◆ **Task item**: How many lines of the data contain the word "single"? Give only that number.

◆ **Information**:
══════

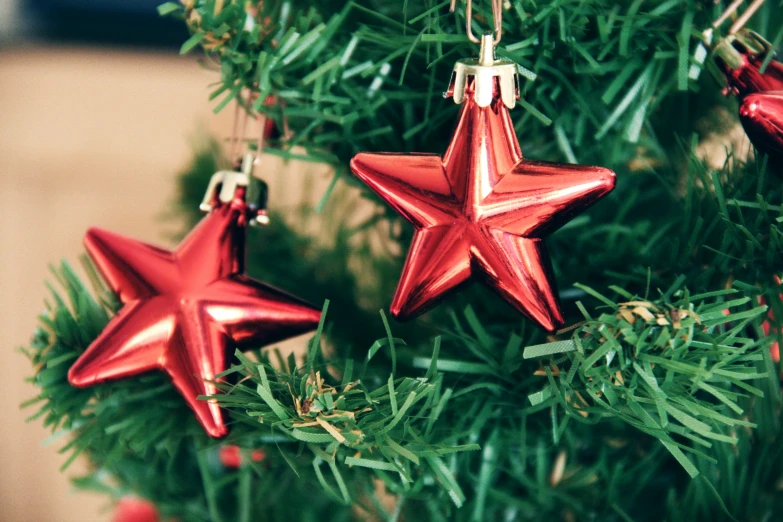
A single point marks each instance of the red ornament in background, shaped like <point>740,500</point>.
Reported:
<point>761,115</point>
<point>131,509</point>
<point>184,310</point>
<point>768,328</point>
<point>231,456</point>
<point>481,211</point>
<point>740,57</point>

══════

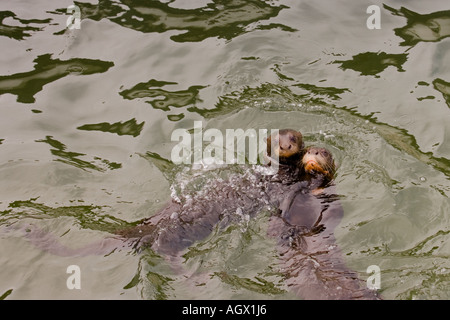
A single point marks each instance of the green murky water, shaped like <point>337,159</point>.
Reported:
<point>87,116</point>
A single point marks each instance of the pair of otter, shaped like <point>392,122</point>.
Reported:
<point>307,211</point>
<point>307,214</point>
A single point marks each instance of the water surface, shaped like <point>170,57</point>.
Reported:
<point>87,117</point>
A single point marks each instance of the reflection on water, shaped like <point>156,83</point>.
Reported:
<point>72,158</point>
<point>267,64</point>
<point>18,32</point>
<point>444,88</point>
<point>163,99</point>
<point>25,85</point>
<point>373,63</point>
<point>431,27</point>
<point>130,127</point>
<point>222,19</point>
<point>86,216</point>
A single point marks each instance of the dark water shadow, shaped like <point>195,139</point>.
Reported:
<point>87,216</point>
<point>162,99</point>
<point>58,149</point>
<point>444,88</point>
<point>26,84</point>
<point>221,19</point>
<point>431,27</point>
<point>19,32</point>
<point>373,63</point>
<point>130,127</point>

══════

◆ **Task solution**: 6